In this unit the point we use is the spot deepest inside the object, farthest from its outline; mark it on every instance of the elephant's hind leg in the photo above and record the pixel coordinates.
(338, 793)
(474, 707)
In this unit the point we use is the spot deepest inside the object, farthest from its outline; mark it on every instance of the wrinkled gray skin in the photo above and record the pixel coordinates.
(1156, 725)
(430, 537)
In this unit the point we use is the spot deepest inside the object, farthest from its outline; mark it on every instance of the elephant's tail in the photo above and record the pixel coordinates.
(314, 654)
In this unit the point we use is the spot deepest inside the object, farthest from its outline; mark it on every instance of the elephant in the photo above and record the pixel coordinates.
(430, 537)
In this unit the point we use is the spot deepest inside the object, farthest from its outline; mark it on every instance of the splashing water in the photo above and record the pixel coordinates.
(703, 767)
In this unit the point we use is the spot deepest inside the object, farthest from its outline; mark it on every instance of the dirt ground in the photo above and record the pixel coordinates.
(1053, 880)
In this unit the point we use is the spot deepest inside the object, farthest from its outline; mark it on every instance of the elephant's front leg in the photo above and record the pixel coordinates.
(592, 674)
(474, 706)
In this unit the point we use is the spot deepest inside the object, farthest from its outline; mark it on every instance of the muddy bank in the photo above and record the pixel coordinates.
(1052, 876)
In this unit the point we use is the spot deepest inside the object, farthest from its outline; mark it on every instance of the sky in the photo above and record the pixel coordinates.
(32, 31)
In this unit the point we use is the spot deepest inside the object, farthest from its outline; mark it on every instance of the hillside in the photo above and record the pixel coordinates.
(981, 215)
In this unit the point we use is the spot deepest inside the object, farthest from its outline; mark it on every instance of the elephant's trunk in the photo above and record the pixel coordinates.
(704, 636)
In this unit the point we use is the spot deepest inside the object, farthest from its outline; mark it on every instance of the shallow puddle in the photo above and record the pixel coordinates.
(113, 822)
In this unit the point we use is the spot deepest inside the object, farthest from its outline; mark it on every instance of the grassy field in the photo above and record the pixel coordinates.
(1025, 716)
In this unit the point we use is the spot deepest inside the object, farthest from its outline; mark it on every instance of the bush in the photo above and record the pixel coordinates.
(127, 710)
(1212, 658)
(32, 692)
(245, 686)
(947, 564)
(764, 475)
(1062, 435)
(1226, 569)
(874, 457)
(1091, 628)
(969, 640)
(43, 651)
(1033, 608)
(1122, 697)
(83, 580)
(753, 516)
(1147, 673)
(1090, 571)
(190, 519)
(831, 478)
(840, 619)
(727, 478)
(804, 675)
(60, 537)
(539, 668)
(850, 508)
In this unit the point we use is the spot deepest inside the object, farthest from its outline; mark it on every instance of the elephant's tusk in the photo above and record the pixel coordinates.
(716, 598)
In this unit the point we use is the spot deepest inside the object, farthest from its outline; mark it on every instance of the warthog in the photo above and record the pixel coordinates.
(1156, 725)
##############################
ASSIGNED TASK ->
Once you have read the data, copy all of it out exactly.

TASK SOLUTION ->
In this unit the point we use is the spot deepest inside the object, farthest from its outline; mark it on every instance of the elephant's hind leg in the photo above and record the pixel coordinates.
(338, 793)
(474, 707)
In this unit the point we use is the spot deepest inside the object, farthest from its outline; mark it on every instance of the wrinkled gray skin in the photo above and record the pixel coordinates.
(1156, 725)
(430, 537)
In this unit the point we use is the spot deepest inside the object, farthest from its outline; mark it on every instance of the elephant's tail in the photo above and record the pixel coordinates.
(314, 654)
In this unit the point we use is the spot deepest inside the object, farthest from its outline; mark it on every instance of the elephant in the photo above and record the pixel coordinates.
(430, 537)
In this unit the point we use is the spot deepest inside the object, farthest from its outline; mark it on every instance of the splashing water in the photo above and record the pixel coordinates.
(703, 767)
In this unit the point we use is the spot deepest inside the object, farthest from its outline; mark it on every instance of the dirt ground in the photo above and record the pixel coordinates.
(1053, 880)
In this unit the point we use is the spot deepest inside the object, farthest from its outline; mark it on every instance of the elephant's front leg in the photo above and record the pixel coordinates.
(592, 674)
(474, 706)
In this unit the point we use is the spot deepest inside the object, farthest from its outline; mark it on every instance of the muddy bank in the photo above and record the pixel coordinates.
(1052, 876)
In this unit the point we use is the spot deepest inside the object, farthest from its outline; mark it on every instance of the sky in the photo above and record the pixel coordinates.
(32, 31)
In this unit the point we use is the spot deepest inside the object, farthest from its outline; mark it on every instance of the hillside in the photo above and record the pixel coordinates.
(981, 215)
In this unit the point we use is the spot deepest inside the object, farthest from its outline; mark it on every instance of the elephant's trunk in the photo above and record the pixel coordinates.
(704, 636)
In this unit the point we use is the spot deepest inside the object, farthest from its outline; mark it on every instance of the shallow puddle in the photo above and record the pixel coordinates.
(113, 822)
In this unit the point we use is the spot deepest inside the object, farthest from its outline; mark it on every instance of the grassy field in the photo above and record the pixel coordinates.
(1025, 716)
In this unit the point we use is the spot deepest inside the object, farthest from its outline; mark it on every instance of the bush in the photo above and record the pixel coordinates.
(127, 710)
(1212, 658)
(32, 692)
(245, 686)
(947, 564)
(764, 475)
(1062, 435)
(1226, 569)
(874, 457)
(1091, 628)
(969, 640)
(43, 651)
(1033, 608)
(1122, 697)
(83, 580)
(753, 516)
(1147, 673)
(1090, 571)
(190, 519)
(831, 478)
(840, 619)
(727, 478)
(804, 675)
(60, 537)
(539, 668)
(850, 508)
In this unit the point we use is the spot deepest inside the object, farthest from its outline; mark it on every instance of the elephant's tusk in the photo above and record the pixel coordinates.
(716, 598)
In this unit the point we use is the spot deepest inside the object, farthest from its outline; mark it on every instance of the warthog in the photo above and record the pixel coordinates.
(1156, 725)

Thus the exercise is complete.